───── Textauszug ─────

Jan-Philipp Litza

Der Teufelsberg und die Berlin Field Station

Während unseres kurzen Urlaubs in Berlin in den letzten Tagen haben wir bei eisigen Minusgraden und recht ordentlichem Schneefall den berühmt-berüchtigten Teufelsberg besichtigt – was gar nicht mal so einfach war.

Ein Freund brachte mich auf die Idee und erzählte mir, dass es historische Führungen durch die verlassenen Militäranlagen gäbe. Das klang interessant, und so wollten wir gerne am Dienstag eine dieser Führungen mitmachen. Nur… wann sind die eigentlich? Im Zeitalter des Internets wirft man schnell „Berlin Teufelsberg“ in die Suchmaschine seines Vertrauens und findet als erstes diese Seite von Herrn Abraham, der wohl bis August 2015 Pächter des Teufelsberg-Geländes war und dort die Führungen veranstaltet hat. Jetzt teilt einem die Seite aber nur noch mit, dass er nicht mehr für die Führungen zuständig ist. Man kann sich ansonsten nur noch eine (natürlich parteiische) Stellungnahme zur Zwangsräumung des Geländes und der Kündigung der Pacht durchlesen – interessant, aber nicht direkt das, wonach ich gesucht hatte. Diese Seite hilft also wohl nicht – auch nicht, wenn selbst die Stadt Berlin sie noch als Webseite des Teufelsbergs angibt. (Update: Inzwischen wird hier auf eine scheinbar tatsächlich aktuelle Webseite zum Teufelsberg verlinkt!)

Nächste Anlaufstelle: Wikipedia zum Teufelsberg. Dort liest man:

Seit September 2015 werden stündliche Führungen vom Verein Initiative Teufelsberg e. V. durchgeführt.

───── Bereitgestellte Daten ─────

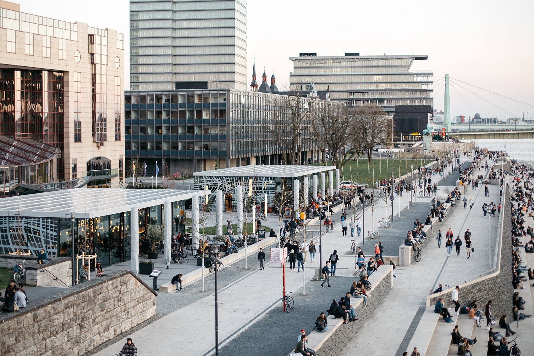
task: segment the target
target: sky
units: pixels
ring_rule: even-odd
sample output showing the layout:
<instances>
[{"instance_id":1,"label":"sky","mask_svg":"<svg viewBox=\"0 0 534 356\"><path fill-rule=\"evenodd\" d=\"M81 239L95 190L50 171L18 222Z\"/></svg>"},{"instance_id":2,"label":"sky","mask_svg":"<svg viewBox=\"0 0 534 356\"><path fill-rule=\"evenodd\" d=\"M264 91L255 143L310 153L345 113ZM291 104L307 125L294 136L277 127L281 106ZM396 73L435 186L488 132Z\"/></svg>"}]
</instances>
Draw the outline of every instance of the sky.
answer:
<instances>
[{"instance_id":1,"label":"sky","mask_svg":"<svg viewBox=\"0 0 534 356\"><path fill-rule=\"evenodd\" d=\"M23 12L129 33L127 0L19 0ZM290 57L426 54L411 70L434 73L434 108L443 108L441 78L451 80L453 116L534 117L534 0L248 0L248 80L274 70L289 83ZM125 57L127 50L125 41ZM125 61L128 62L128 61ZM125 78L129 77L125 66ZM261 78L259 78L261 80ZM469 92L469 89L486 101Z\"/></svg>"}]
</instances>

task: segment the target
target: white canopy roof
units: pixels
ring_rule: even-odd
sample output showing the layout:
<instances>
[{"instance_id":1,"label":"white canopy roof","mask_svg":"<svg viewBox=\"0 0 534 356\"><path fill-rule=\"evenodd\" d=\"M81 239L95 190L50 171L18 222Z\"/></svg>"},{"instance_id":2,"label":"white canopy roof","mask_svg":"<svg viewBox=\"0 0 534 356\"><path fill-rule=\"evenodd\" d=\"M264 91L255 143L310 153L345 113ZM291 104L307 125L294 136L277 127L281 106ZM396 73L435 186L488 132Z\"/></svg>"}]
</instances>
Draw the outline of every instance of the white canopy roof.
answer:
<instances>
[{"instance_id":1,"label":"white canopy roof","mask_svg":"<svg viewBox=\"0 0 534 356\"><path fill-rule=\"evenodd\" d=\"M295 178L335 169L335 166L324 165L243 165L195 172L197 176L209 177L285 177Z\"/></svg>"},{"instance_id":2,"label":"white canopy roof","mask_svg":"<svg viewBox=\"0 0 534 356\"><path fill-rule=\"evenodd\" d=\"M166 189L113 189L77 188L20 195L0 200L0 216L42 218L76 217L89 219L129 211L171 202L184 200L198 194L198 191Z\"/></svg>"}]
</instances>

─────
───── Bereitgestellte Daten ─────

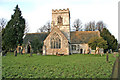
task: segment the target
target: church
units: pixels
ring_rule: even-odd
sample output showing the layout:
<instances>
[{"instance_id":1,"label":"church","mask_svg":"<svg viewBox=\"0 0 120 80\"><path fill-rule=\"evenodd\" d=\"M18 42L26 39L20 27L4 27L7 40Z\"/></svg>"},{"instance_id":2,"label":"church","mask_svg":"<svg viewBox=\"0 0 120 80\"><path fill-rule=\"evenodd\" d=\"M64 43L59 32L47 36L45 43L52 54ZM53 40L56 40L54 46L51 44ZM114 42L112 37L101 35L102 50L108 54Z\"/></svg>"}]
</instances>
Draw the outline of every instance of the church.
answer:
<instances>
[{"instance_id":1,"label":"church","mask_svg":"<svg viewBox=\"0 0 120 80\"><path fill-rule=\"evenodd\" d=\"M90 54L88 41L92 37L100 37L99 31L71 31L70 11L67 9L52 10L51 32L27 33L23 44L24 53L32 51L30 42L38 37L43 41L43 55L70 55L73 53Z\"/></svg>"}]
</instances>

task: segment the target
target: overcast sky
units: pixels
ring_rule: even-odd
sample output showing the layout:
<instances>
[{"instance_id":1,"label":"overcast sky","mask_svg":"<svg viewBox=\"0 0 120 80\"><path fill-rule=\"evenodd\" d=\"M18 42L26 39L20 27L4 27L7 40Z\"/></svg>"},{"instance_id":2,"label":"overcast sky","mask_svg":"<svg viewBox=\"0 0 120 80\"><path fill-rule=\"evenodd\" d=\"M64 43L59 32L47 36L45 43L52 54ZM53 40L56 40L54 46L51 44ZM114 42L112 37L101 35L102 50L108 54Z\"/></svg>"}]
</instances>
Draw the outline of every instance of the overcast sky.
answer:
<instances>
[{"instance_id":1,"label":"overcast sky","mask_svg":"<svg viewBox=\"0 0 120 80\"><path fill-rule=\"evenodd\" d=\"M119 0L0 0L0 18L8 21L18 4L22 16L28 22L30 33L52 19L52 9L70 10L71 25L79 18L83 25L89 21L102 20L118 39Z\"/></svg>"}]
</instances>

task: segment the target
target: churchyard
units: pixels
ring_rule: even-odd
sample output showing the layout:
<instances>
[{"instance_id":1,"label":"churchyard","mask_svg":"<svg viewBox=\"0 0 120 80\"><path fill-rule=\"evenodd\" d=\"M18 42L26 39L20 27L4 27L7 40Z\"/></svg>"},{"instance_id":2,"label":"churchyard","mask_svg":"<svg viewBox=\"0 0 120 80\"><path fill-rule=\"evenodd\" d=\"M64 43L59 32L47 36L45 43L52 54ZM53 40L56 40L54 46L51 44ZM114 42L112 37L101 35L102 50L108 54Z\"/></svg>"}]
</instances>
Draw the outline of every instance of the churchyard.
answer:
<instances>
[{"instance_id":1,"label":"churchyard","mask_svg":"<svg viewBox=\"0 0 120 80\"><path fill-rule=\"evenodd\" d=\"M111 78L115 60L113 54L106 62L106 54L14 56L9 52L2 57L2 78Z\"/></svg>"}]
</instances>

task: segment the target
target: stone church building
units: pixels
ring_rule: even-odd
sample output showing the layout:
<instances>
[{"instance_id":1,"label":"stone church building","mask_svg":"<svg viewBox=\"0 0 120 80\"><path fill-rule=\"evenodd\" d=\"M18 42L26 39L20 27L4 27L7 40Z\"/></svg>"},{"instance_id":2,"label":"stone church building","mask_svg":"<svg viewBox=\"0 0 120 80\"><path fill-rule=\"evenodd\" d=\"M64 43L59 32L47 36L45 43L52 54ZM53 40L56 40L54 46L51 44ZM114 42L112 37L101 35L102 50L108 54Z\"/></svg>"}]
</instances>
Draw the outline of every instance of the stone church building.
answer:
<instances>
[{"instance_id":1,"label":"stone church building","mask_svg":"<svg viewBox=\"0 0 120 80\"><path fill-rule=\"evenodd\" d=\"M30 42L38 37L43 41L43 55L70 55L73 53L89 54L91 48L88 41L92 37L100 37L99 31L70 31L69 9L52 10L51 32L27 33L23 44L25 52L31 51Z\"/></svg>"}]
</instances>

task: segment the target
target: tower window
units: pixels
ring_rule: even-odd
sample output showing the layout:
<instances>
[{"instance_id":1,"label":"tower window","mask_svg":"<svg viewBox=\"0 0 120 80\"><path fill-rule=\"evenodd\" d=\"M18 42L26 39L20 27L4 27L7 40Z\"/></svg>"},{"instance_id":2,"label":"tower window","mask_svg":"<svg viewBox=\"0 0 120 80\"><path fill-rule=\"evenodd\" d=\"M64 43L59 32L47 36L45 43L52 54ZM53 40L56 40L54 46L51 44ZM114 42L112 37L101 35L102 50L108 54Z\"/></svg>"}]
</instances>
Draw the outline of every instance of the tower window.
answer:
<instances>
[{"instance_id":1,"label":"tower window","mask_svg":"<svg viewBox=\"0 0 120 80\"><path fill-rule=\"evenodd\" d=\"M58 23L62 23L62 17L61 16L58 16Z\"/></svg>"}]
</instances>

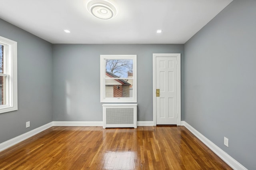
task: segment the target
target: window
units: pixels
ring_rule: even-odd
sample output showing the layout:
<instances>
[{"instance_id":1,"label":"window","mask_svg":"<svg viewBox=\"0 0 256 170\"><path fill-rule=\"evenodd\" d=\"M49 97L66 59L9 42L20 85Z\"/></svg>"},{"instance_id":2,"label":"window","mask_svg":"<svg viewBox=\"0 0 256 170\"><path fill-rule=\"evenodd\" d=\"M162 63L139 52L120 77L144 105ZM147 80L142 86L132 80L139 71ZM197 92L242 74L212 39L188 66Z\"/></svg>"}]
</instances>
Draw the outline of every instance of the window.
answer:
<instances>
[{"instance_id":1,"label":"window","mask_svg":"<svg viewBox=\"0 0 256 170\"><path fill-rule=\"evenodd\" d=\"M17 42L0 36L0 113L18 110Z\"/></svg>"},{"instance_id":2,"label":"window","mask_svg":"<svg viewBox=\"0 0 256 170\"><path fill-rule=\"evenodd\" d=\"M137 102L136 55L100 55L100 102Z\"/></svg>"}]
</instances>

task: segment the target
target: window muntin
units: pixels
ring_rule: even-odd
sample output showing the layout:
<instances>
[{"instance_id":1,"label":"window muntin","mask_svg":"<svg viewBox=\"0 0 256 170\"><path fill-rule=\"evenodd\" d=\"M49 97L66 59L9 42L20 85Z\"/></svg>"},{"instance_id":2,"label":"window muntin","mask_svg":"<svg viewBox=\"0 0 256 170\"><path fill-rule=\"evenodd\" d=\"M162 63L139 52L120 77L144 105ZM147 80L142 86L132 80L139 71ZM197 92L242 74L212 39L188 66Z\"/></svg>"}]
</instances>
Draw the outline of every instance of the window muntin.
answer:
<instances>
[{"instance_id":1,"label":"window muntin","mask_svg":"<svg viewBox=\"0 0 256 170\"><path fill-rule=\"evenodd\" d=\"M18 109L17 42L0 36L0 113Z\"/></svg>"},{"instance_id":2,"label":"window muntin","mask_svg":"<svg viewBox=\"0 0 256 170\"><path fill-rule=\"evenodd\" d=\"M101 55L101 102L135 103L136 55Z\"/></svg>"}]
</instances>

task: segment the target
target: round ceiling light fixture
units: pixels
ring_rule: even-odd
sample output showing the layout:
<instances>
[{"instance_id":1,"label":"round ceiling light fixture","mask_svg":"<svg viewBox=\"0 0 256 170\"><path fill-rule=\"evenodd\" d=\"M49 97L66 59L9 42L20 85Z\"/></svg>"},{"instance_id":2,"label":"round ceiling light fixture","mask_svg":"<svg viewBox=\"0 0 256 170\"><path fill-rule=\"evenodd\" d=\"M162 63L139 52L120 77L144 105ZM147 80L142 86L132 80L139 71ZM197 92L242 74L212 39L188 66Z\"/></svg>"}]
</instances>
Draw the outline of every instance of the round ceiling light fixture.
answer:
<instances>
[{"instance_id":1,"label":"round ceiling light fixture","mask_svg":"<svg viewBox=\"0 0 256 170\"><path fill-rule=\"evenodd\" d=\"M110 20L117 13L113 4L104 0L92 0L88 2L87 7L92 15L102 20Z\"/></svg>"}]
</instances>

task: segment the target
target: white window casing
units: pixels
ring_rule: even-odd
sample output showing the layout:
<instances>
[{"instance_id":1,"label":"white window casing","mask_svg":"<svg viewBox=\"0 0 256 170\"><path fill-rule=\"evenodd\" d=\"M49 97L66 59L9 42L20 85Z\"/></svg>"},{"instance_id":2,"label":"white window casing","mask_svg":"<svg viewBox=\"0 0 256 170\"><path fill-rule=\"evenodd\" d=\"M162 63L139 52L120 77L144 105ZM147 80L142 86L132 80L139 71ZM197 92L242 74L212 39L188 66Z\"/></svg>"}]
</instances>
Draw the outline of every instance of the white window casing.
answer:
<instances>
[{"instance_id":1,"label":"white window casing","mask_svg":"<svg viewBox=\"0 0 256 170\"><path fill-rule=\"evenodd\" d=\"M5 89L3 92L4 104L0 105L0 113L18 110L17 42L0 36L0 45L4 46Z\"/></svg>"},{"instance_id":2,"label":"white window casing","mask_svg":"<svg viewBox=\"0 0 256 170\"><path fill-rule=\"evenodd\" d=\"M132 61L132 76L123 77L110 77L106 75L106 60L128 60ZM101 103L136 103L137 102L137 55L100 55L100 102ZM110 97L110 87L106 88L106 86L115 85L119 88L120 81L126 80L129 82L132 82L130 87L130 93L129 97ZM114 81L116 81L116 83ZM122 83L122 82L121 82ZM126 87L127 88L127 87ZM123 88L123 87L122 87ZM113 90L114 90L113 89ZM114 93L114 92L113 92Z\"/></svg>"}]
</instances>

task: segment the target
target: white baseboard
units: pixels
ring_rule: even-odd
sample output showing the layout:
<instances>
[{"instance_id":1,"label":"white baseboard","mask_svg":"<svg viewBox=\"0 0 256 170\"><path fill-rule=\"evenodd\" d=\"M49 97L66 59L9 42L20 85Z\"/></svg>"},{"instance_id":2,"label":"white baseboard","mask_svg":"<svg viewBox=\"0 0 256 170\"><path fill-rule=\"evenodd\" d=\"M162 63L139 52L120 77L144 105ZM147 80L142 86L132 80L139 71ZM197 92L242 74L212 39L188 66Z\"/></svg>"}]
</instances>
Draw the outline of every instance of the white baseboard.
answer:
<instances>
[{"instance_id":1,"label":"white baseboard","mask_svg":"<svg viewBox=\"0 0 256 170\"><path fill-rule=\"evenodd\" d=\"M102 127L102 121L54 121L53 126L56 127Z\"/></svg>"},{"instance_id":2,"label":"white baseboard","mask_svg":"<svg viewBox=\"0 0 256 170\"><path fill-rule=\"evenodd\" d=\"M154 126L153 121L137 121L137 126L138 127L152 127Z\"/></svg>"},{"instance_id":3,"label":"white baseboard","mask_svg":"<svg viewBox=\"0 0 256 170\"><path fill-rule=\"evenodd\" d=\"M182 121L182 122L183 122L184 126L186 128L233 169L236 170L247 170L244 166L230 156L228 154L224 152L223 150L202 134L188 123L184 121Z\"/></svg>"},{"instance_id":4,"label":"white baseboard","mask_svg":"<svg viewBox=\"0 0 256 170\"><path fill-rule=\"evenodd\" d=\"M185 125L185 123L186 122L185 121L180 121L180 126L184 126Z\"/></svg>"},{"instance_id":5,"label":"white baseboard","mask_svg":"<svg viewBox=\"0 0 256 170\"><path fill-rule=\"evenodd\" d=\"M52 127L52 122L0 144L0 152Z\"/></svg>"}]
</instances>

─────

## Aufgabe
Fasse bitte den Absatz des Textauszugs, der mit „Ein Freund brachte mich auf die Idee“ beginnt, als kurze Stichpunktliste zusammen, ohne seine wesentlichen Fakten wegzulassen. Das Material wird hierfür nicht gebraucht.

## Schriftliche Antwort
- Ein Freund erzählte von historischen Führungen durch die verlassenen Militäranlagen, und so sollte es am Dienstag zu einer dieser Führungen gehen.
- Offen blieb, wann die Führungen stattfinden.
- Die Suche nach „Berlin Teufelsberg“ führt zuerst zur Seite von Herrn Abraham, der wohl bis August 2015 Pächter des Geländes war und dort die Führungen veranstaltete.
- Die Seite teilt nur noch mit, dass er nicht mehr für die Führungen zuständig ist, und bietet sonst eine parteiische Stellungnahme zur Zwangsräumung des Geländes und zur Kündigung der Pacht.
- Sie hilft daher nicht weiter, obwohl selbst die Stadt Berlin sie noch als Webseite des Teufelsbergs angibt.
- Update: Inzwischen wird auf eine scheinbar tatsächlich aktuelle Webseite zum Teufelsberg verlinkt.